■ **Exercise aim**:
An identical copy of every entry below is the required output.

■ **Task material**:
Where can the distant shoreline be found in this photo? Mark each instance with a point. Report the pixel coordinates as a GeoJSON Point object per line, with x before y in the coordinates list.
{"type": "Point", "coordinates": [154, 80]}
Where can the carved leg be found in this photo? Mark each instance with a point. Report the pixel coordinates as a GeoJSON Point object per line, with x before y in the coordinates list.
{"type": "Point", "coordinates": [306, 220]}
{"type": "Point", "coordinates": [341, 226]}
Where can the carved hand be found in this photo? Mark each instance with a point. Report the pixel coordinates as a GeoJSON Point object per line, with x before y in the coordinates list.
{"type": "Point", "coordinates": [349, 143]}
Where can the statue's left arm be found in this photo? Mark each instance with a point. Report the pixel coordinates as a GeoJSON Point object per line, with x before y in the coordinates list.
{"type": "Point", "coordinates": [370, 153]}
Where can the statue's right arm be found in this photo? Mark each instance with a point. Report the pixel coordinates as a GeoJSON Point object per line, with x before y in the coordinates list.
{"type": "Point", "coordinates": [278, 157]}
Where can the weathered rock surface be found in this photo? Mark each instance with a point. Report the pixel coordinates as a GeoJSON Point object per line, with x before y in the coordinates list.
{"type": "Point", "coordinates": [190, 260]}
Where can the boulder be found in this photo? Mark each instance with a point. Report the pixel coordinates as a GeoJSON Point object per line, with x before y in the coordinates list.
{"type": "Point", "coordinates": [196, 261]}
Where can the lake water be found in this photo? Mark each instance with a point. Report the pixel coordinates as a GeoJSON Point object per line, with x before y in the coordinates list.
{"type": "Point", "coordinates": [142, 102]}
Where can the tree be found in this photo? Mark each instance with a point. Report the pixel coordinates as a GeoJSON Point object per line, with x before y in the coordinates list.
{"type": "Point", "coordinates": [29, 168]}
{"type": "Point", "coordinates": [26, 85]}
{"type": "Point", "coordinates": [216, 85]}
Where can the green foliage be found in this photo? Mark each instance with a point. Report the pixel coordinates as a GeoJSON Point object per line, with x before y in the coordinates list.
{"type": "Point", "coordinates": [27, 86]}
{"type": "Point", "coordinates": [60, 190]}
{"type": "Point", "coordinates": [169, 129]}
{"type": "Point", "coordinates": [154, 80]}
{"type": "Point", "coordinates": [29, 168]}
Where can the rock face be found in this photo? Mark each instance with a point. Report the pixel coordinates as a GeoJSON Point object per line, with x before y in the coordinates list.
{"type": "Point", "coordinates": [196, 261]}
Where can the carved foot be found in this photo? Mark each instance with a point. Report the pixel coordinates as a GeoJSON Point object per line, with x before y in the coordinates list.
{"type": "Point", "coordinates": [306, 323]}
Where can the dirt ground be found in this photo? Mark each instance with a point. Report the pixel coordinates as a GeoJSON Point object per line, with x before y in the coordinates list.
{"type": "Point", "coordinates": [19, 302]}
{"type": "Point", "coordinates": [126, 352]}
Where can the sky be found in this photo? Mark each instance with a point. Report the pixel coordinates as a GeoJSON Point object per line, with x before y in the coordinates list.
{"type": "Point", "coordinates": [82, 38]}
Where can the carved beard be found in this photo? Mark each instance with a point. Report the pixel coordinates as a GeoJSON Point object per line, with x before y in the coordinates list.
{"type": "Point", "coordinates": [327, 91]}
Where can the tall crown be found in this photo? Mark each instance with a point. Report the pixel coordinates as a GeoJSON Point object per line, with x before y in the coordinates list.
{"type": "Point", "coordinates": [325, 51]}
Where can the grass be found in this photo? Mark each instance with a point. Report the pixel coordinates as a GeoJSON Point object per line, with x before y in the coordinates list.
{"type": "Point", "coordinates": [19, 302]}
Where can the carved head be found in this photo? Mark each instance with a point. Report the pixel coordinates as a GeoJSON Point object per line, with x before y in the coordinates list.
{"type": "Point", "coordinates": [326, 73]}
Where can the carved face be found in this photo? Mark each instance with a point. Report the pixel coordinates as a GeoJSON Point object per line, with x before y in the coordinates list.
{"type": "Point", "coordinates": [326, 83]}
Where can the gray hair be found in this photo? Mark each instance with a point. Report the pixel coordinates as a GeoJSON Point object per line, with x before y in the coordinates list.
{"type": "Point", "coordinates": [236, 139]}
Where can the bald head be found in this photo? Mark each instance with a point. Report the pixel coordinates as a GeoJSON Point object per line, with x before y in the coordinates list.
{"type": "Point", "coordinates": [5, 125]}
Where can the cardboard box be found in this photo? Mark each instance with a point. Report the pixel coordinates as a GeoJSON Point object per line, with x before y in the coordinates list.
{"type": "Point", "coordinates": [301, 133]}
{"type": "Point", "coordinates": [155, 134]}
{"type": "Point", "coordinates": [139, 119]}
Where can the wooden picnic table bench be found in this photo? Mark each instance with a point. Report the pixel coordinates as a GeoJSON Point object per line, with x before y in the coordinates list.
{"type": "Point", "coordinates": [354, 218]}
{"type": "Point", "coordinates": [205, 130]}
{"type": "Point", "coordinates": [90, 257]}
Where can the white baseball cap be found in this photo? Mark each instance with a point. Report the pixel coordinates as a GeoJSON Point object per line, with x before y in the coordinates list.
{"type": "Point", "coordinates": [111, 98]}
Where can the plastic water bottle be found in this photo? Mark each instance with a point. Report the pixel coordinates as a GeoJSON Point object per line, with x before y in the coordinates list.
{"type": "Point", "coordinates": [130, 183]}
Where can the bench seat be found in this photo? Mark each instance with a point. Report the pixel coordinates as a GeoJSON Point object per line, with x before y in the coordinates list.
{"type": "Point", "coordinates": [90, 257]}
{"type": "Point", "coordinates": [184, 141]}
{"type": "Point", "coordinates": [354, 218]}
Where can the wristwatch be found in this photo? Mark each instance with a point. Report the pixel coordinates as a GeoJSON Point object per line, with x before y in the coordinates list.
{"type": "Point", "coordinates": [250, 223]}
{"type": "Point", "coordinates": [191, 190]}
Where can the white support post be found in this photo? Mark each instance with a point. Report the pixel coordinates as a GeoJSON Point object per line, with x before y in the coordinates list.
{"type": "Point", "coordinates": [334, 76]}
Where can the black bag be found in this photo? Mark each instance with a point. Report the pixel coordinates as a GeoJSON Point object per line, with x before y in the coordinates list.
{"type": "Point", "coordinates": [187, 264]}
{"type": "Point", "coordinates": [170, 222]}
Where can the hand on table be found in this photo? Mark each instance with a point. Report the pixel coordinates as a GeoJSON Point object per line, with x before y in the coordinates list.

■ **Task result**:
Where can the distant shoreline be found in this photo? Mark each instance with a point. Report the pixel coordinates as a GeoJSON Point object per line, with x before y in the coordinates list.
{"type": "Point", "coordinates": [154, 80]}
Where can the carved leg be found in this photo? Mark each instance with a point. Report the pixel coordinates as a GeoJSON Point object per line, with x before y in the coordinates list.
{"type": "Point", "coordinates": [306, 220]}
{"type": "Point", "coordinates": [341, 226]}
Where can the carved hand be found in this photo? Mark each instance with a point. Report the pixel coordinates as a GeoJSON Point object per line, with x before y in the coordinates list.
{"type": "Point", "coordinates": [349, 143]}
Where can the statue's left arm be found in this photo? Mark each instance with a point. Report the pixel coordinates as a GeoJSON Point object per line, with x before y in the coordinates list.
{"type": "Point", "coordinates": [370, 153]}
Where can the statue's right arm be found in this photo? Mark each instance with a point. Report the pixel coordinates as a GeoJSON Point object per line, with x before y in the coordinates list.
{"type": "Point", "coordinates": [278, 157]}
Where can the weathered rock surface be found in this photo? Mark each instance with a point. Report the pixel coordinates as a GeoJSON Point object per line, with x before y in the coordinates list.
{"type": "Point", "coordinates": [190, 260]}
Where can the boulder be found in this photo? Mark each instance with a point. Report the pixel coordinates as a GeoJSON Point object per line, with x before y in the coordinates list.
{"type": "Point", "coordinates": [196, 261]}
Where can the lake water be found in this photo? Mark each instance with a point. Report the pixel coordinates as a GeoJSON Point object per line, with x before y in the coordinates list.
{"type": "Point", "coordinates": [142, 102]}
Where can the tree be found in this photo? Mark each instance with a point. Report the pixel coordinates as a GeoJSON Point object per line, with x before y in the coordinates list.
{"type": "Point", "coordinates": [29, 168]}
{"type": "Point", "coordinates": [26, 85]}
{"type": "Point", "coordinates": [216, 85]}
Where can the green foliage be found in this photo? Mark each instance with a point. Report the pixel coordinates as a GeoJSON Point object per line, with x before y in the coordinates list.
{"type": "Point", "coordinates": [27, 86]}
{"type": "Point", "coordinates": [60, 190]}
{"type": "Point", "coordinates": [169, 129]}
{"type": "Point", "coordinates": [154, 80]}
{"type": "Point", "coordinates": [29, 168]}
Where can the rock face be found in this photo? Mark each instance with a point. Report the pixel coordinates as a GeoJSON Point object per line, with x before y in the coordinates list.
{"type": "Point", "coordinates": [196, 261]}
Where can the carved foot be found in this photo? Mark each instance with a point. Report the pixel coordinates as a GeoJSON Point object per line, with x before y in the coordinates list.
{"type": "Point", "coordinates": [306, 323]}
Where can the dirt ground be found in this photo? Mark each instance with a point. Report the pixel coordinates as a GeoJSON Point object per line, with x before y in the coordinates list.
{"type": "Point", "coordinates": [19, 302]}
{"type": "Point", "coordinates": [126, 352]}
Where can the sky be found in this photo? Mark each instance with a point. Report the pixel coordinates as a GeoJSON Point object per line, with x before y in the coordinates list.
{"type": "Point", "coordinates": [82, 38]}
Where can the carved beard be found in this photo? Mark each instance with a point. Report the pixel coordinates as a GeoJSON Point object per line, with x before y in the coordinates list.
{"type": "Point", "coordinates": [327, 91]}
Where can the tall crown be found in this photo? Mark each instance with a point. Report the pixel coordinates as a GeoJSON Point object per line, with x before y in the coordinates list.
{"type": "Point", "coordinates": [325, 51]}
Where can the grass be found in this photo? Mark each instance with a point. Report the pixel coordinates as a GeoJSON Point object per line, with x before y in the coordinates list.
{"type": "Point", "coordinates": [19, 302]}
Where can the carved head be found in this photo? Mark each instance with a point. Report the pixel coordinates as a GeoJSON Point object per line, with x before y in the coordinates list.
{"type": "Point", "coordinates": [326, 73]}
Where can the carved face be found in this photo? Mark each instance with a point. Report the pixel coordinates as a GeoJSON Point object per line, with x before y in the coordinates list.
{"type": "Point", "coordinates": [326, 83]}
Where can the gray hair be found in this photo? Mark each instance with a point. Report the pixel coordinates as a GeoJSON Point object per line, with x before y in the coordinates list.
{"type": "Point", "coordinates": [236, 139]}
Where can the bald head be found in this photo? Mark each instance with a point. Report the pixel coordinates as a GeoJSON Point object per line, with x before y in the coordinates list.
{"type": "Point", "coordinates": [5, 125]}
Where can the cardboard box be found in this photo? Mark each instance with a point. Report the pixel coordinates as a GeoJSON Point object per line, with x before y in the coordinates list.
{"type": "Point", "coordinates": [301, 133]}
{"type": "Point", "coordinates": [155, 134]}
{"type": "Point", "coordinates": [139, 119]}
Where can the wooden picnic table bench be found in this photo? Mark each instance with a point. Report the pixel coordinates as a GeoJSON Point object per line, with x before y in the coordinates list.
{"type": "Point", "coordinates": [354, 218]}
{"type": "Point", "coordinates": [205, 130]}
{"type": "Point", "coordinates": [90, 257]}
Where can the white baseball cap be found in this photo? Mark each instance with a point. Report the pixel coordinates as a GeoJSON Point object per line, with x before y in the coordinates list.
{"type": "Point", "coordinates": [111, 98]}
Where can the plastic water bottle be found in this photo? Mark each instance with a point. Report the pixel coordinates as a GeoJSON Point object per line, with x before y in the coordinates list.
{"type": "Point", "coordinates": [130, 183]}
Where can the bench seat be found in this photo? Mark each instance with a point. Report the pixel coordinates as a GeoJSON Point object per line, with x before y in the coordinates list.
{"type": "Point", "coordinates": [90, 257]}
{"type": "Point", "coordinates": [184, 141]}
{"type": "Point", "coordinates": [354, 218]}
Where can the wristwatch be found in this photo? Mark each instance with a point. Report the pixel coordinates as a GeoJSON Point object per line, with x before y in the coordinates list.
{"type": "Point", "coordinates": [250, 223]}
{"type": "Point", "coordinates": [191, 190]}
Where can the white support post be found in this photo? Mark each instance with a point. Report the pixel coordinates as a GeoJSON Point object per line, with x before y in the coordinates list.
{"type": "Point", "coordinates": [334, 76]}
Where can the black bag be found in this photo? Mark each instance with a point. Report the pixel coordinates as a GeoJSON Point object per line, with x before y in the coordinates list.
{"type": "Point", "coordinates": [187, 264]}
{"type": "Point", "coordinates": [170, 222]}
Where can the hand on table be found in this photo? Mark each instance with a point. Report the pixel coordinates as a GeoJSON Point object per line, with x before y in the coordinates list.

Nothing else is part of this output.